__EXPLORE THE MATERIAL__
• a. Answer these questions from the article about the Ukraine vigil, one line each:
(i) Which group organized the vigil?
(ii) Where did the students go after standing outside the north entrance of the Queen's Centre?
(iii) For how many days did Gellner say the club had been in the ARC?
• b. List every campus building or location named in the article about the Ukraine vigil.
• c. Carry on the article about the Ukraine vigil from where it stops.

__PAGE EXTRACT__
Ukraine's pain illuminated

Queen’s students held a candlelight vigil for the crisis in Ukraine outside the Queen’s Centre on Thursday night.

The vigil was organized by the Queen’s Ukrainian Students Club.

A number of students came to the vigil with candles. They stood outside the north entrance of the Queen’s Centre and later moved to Stauffer Library.

Stephen Gellner said the club has been making an effort to reach out to students and spread the correct information about Ukraine.

“We were in the ARC for the past three or four days. We had pamphlets made that debunked myths surrounding what was going on in the Ukraine,” Gellner, ArtSci ’14, said.

“They see us in the ARC with a big Ukrainian flag, it’s just to get [students] thinking about it. A lot of Ukrainians we didn’t even know were on Queen’s campus came out and said, ‘thank you for showing us this stuff.’”

Gellner said he’s trying to appeal to a sense of greater solidarity outside just the Ukrainian student community.

“I can see why people are so apprehensive to care. But these events change people’s lives. People have died in these protests, over a hundred people in a day,” he said.

__STUDY MATERIAL__
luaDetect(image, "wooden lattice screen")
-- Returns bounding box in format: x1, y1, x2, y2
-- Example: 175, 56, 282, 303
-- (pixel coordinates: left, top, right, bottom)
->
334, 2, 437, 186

__ANSWER LIST__
• a.
(i) The Queen's Ukrainian Students Club
(ii) Stauffer Library
(iii) Three or four days

• b. Queen's Centre, Stauffer Library, the ARC

• c.
Fellow club member Kira Antonyshyn has never been to Ukraine, but said she considers the Ukrainian community “central to [her] life”.

“It’s somewhere my parents have gone; my grandparents were born there. Even though we’re two generations removed, it’s still so important to us, and I think it’s important that everyone here at Queen’s knows that a lot of the people are affected by this,” Antonyshyn, ArtSci ’16, said.

She criticized the failure of the Queen’s community to continue talking about Ukraine.

“There was a lot of news about it maybe two weeks ago, a month ago, but now it’s beginning to die down again,” she said.

Her father, a doctor in Toronto, is traveling to Ukraine to run a medical camp.

“He’s going to Kiev and Lvov — those are the two big cities. I think it’s important that people know that people are still going there and people need help there.

“I’m proud of my dad, that he’s doing that.”

Antonyshyn said that the situation in Ukraine would affect other countries close to Russia.

Another student at the vigil, Max Moros, agreed.

“It’s important that other people, not just Ukrainians, understand the importance of what’s going on in Ukraine right now and how it affects them, and how in the next two weeks or month it could affect the entire world,” Moros, Sci ’13, said.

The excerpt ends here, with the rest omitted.